======== RECORDS PROVIDED
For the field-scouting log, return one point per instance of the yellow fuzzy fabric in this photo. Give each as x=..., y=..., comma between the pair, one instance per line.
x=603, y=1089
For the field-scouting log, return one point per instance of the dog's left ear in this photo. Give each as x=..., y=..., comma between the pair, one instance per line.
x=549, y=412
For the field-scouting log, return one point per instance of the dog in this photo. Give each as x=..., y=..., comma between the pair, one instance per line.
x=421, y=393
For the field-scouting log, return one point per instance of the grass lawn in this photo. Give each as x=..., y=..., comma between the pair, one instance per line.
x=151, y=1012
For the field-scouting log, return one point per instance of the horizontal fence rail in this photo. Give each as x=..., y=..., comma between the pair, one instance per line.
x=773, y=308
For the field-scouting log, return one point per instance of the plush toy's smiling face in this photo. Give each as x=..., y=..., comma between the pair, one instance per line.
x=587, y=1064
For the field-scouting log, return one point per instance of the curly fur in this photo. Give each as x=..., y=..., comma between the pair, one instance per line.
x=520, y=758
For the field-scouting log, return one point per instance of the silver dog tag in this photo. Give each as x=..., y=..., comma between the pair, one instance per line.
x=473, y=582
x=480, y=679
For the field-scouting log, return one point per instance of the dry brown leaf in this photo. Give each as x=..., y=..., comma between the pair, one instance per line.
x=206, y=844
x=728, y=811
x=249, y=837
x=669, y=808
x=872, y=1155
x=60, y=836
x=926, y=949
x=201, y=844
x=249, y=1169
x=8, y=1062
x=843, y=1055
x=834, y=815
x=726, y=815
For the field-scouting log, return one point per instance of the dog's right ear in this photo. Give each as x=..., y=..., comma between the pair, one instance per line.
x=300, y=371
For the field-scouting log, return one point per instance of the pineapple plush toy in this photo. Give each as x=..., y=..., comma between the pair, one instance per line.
================
__EXERCISE OBJECTIVE__:
Each line from the one with "of the horizontal" through the last line of the records must be written out word for word. Include nothing else.

__SOLUTION TO THIS EXERCISE__:
For the field-scouting log, return one point per instance of the horizontal fence rail in this photo. Give each as x=..., y=..., comma between the pair, one instance per line.
x=773, y=308
For the field-scouting log, return one point per instance of the plush toy's smiling face in this photo. Give each as x=..., y=..., comma between the pair, one instance per line.
x=587, y=1064
For the field-scouting log, return one point per instance of the curly fur in this photo. Give each as x=..., y=..., comma between the pair, one instance per line.
x=520, y=758
For the field-scouting log, return one point per instance of the silver dog tag in this photo. Give each as x=..., y=..., comma between the pair, one instance per line.
x=473, y=582
x=480, y=679
For the field-scouting log, return one point per instance of the dry brown leaf in this photo. Give each as x=..., y=..., comma between the pair, one instance per line.
x=206, y=844
x=728, y=811
x=249, y=837
x=669, y=808
x=872, y=1155
x=60, y=836
x=926, y=949
x=201, y=844
x=249, y=1169
x=8, y=1062
x=843, y=1055
x=834, y=815
x=726, y=815
For the field-scouting log, return one point per instance of the dog's right ear in this photo. Give each as x=..., y=..., comma between the pair, one instance per line.
x=300, y=371
For the field-scouting log, return one point per instance of the pineapple plush toy in this photo. Give each as x=..., y=..., comma between the pair, one instance per line.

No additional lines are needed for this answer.